[Opening Given information section]
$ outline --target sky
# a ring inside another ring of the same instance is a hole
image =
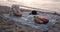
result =
[[[60,0],[0,0],[0,5],[10,6],[15,3],[60,12]]]

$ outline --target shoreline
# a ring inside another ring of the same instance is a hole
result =
[[[0,6],[0,14],[4,14],[4,13],[9,13],[9,11],[10,11],[10,8],[9,7],[5,7],[5,6]],[[25,11],[25,10],[24,10]],[[29,11],[31,11],[31,10],[29,10]],[[40,12],[40,13],[45,13],[45,12]],[[49,12],[48,12],[49,13]],[[59,15],[60,16],[60,15]],[[60,21],[60,20],[59,20]],[[58,29],[60,29],[60,28],[58,28],[58,27],[60,27],[59,25],[60,25],[60,22],[59,21],[57,21],[57,23],[55,24],[55,25],[53,25],[53,27],[48,31],[48,32],[56,32],[55,30],[57,30],[57,32],[58,32]],[[13,24],[13,23],[15,23],[14,21],[11,21],[11,26],[9,25],[10,24],[10,22],[9,21],[6,21],[5,19],[2,19],[1,17],[0,17],[0,26],[2,27],[0,27],[1,29],[1,31],[4,31],[4,32],[9,32],[9,31],[14,31],[14,32],[20,32],[20,30],[21,31],[25,31],[25,32],[32,32],[32,31],[36,31],[36,32],[40,32],[40,31],[38,31],[38,30],[35,30],[34,28],[33,29],[31,29],[31,28],[29,28],[29,27],[25,27],[25,26],[23,26],[23,25],[18,25],[18,27],[16,27],[17,26],[17,24]],[[9,29],[5,29],[5,28],[9,28]],[[13,29],[11,28],[11,27],[13,27]],[[22,29],[21,28],[19,28],[19,27],[22,27]],[[57,29],[56,29],[57,28]],[[17,31],[17,30],[18,31]],[[26,30],[25,30],[26,29]],[[0,31],[0,32],[1,32]],[[60,31],[60,30],[59,30]]]

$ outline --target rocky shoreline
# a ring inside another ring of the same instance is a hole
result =
[[[0,6],[0,14],[8,13],[9,12],[8,10],[10,10],[9,7]],[[59,21],[48,32],[60,32]],[[13,20],[7,21],[7,19],[3,19],[2,17],[0,17],[0,32],[41,32],[41,31],[36,30],[34,28],[31,29],[24,25],[18,25]]]
[[[9,13],[9,7],[7,6],[0,6],[0,15],[4,13]],[[40,32],[34,28],[29,28],[24,25],[18,25],[15,21],[8,19],[4,19],[0,16],[0,32]]]
[[[18,25],[13,20],[7,21],[0,17],[0,32],[32,32],[36,31],[34,28],[29,28],[24,25]]]

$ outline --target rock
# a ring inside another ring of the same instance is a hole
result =
[[[19,31],[19,32],[24,32],[24,31]]]

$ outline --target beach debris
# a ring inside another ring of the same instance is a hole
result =
[[[46,18],[40,18],[39,16],[34,16],[34,22],[38,24],[47,24],[49,20]]]
[[[37,15],[37,11],[33,10],[30,14]]]
[[[12,14],[14,16],[20,16],[21,17],[22,12],[21,12],[19,7],[20,7],[19,5],[15,5],[15,4],[12,5],[12,7],[11,7],[12,12],[10,14]]]

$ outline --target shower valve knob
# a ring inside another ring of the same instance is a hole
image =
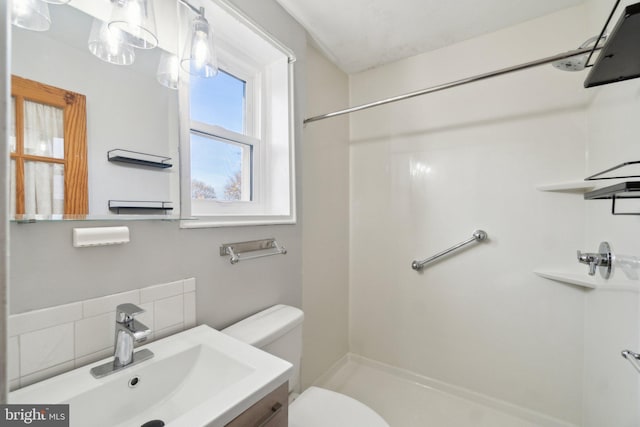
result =
[[[595,275],[597,268],[600,267],[600,275],[608,279],[611,276],[611,267],[613,266],[611,247],[607,242],[602,242],[598,250],[600,253],[583,253],[578,251],[578,261],[589,266],[590,276]]]

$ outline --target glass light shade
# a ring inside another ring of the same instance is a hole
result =
[[[169,89],[178,89],[180,77],[180,65],[178,56],[168,52],[162,52],[156,78],[158,82]]]
[[[191,75],[213,77],[218,74],[218,58],[213,49],[213,30],[202,15],[191,22],[182,60],[182,68]]]
[[[71,0],[44,0],[44,1],[49,4],[67,4]]]
[[[110,29],[121,30],[127,43],[139,49],[158,45],[153,0],[112,0]]]
[[[122,31],[110,29],[99,19],[93,20],[88,46],[91,53],[111,64],[131,65],[136,59],[134,49],[125,42]]]
[[[13,0],[11,23],[32,31],[47,31],[51,26],[49,5],[42,0]]]

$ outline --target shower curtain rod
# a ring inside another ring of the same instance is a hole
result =
[[[467,77],[465,79],[456,80],[456,81],[453,81],[453,82],[450,82],[450,83],[444,83],[444,84],[441,84],[441,85],[432,86],[432,87],[429,87],[429,88],[426,88],[426,89],[417,90],[415,92],[409,92],[409,93],[405,93],[403,95],[394,96],[392,98],[386,98],[386,99],[382,99],[380,101],[374,101],[374,102],[370,102],[368,104],[362,104],[362,105],[358,105],[358,106],[355,106],[355,107],[345,108],[344,110],[334,111],[332,113],[321,114],[319,116],[309,117],[309,118],[305,119],[303,123],[306,125],[307,123],[316,122],[318,120],[329,119],[331,117],[337,117],[337,116],[341,116],[343,114],[355,113],[356,111],[366,110],[368,108],[378,107],[380,105],[390,104],[392,102],[403,101],[405,99],[414,98],[416,96],[422,96],[422,95],[426,95],[426,94],[433,93],[433,92],[439,92],[441,90],[449,89],[449,88],[452,88],[452,87],[462,86],[462,85],[465,85],[467,83],[473,83],[473,82],[477,82],[477,81],[480,81],[480,80],[489,79],[491,77],[497,77],[497,76],[501,76],[501,75],[504,75],[504,74],[513,73],[514,71],[526,70],[528,68],[537,67],[537,66],[545,65],[545,64],[550,64],[552,62],[559,61],[561,59],[567,59],[567,58],[571,58],[571,57],[578,56],[578,55],[584,55],[584,54],[587,54],[589,52],[595,52],[596,50],[600,50],[600,49],[602,49],[602,46],[597,45],[597,44],[596,44],[595,47],[585,47],[585,48],[575,49],[575,50],[571,50],[569,52],[559,53],[557,55],[548,56],[546,58],[538,59],[536,61],[531,61],[531,62],[527,62],[527,63],[520,64],[520,65],[514,65],[512,67],[502,68],[500,70],[491,71],[491,72],[484,73],[484,74],[478,74],[478,75],[473,76],[473,77]]]

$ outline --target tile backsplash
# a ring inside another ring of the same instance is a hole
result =
[[[145,343],[164,338],[196,326],[196,279],[9,316],[11,390],[112,356],[115,310],[123,303],[145,310],[136,317],[151,329]]]

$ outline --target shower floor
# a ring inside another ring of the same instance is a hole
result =
[[[356,355],[338,362],[315,385],[365,403],[391,427],[573,427]]]

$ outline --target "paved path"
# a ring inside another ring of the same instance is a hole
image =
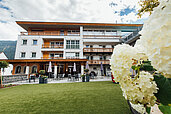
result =
[[[95,79],[90,79],[90,82],[94,82],[94,81],[112,81],[111,77],[107,77],[107,76],[97,76]],[[79,81],[78,80],[68,80],[68,78],[64,78],[61,80],[57,80],[57,79],[48,79],[48,83],[75,83],[75,82],[82,82],[82,79],[80,78]],[[39,84],[39,79],[36,79],[35,82],[33,80],[31,80],[31,82],[29,83],[28,80],[26,81],[18,81],[18,82],[13,82],[10,84]]]

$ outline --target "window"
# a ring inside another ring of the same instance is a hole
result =
[[[97,68],[96,68],[96,67],[94,67],[94,68],[93,68],[93,70],[97,70]]]
[[[86,45],[86,48],[89,48],[89,45]]]
[[[67,40],[66,49],[79,49],[80,41],[79,40]]]
[[[27,45],[27,40],[23,40],[23,45]]]
[[[60,30],[60,35],[64,36],[64,30]]]
[[[66,41],[66,49],[70,49],[70,40]]]
[[[32,52],[32,57],[36,57],[36,52]]]
[[[37,73],[37,66],[32,67],[31,73]]]
[[[93,60],[93,56],[90,56],[91,57],[91,60]]]
[[[15,69],[15,74],[21,73],[21,66],[17,66]]]
[[[76,53],[74,53],[74,52],[67,52],[66,53],[66,58],[79,58],[79,53],[78,52],[76,52]]]
[[[103,56],[100,56],[100,60],[103,60]]]
[[[51,58],[63,57],[63,54],[62,54],[62,53],[51,53],[51,54],[50,54],[50,57],[51,57]]]
[[[37,45],[37,40],[33,40],[33,45]]]
[[[60,47],[63,47],[64,42],[53,41],[53,42],[50,42],[50,45],[51,45],[51,48],[60,48]]]
[[[63,57],[63,54],[59,54],[59,57]]]
[[[103,48],[105,48],[106,46],[104,45]]]
[[[25,57],[26,56],[26,52],[21,52],[21,57]]]
[[[24,66],[24,70],[23,70],[23,73],[24,73],[24,74],[26,73],[26,66]]]
[[[103,59],[106,60],[106,56],[103,56]]]
[[[80,48],[80,41],[79,40],[76,40],[76,49],[79,49]]]
[[[88,59],[88,60],[89,60],[89,56],[86,56],[86,59]]]
[[[114,45],[112,45],[112,48],[114,48]]]
[[[80,53],[75,53],[75,57],[79,57],[80,56]]]
[[[52,57],[52,58],[53,58],[53,57],[54,57],[54,53],[51,53],[51,54],[50,54],[50,57]]]

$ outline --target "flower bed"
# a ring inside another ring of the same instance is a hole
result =
[[[17,84],[7,84],[7,85],[3,85],[2,87],[0,86],[0,89],[1,89],[1,88],[14,87],[14,86],[17,86]]]

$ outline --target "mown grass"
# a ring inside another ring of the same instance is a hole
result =
[[[20,85],[0,89],[0,114],[129,114],[112,82]]]

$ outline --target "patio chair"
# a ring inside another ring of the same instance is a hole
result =
[[[59,76],[59,79],[62,79],[63,74],[58,74],[58,76]]]
[[[94,79],[94,74],[93,73],[91,73],[91,79]]]
[[[71,74],[68,74],[68,80],[69,80],[69,79],[71,80]]]
[[[78,80],[78,81],[79,81],[79,76],[78,76],[78,74],[75,75],[75,80]]]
[Closing Given information section]
→ What to work on: How many lines in the entries include the string "shoreline"? Answer with the number alone.

→ Result of this exercise: 2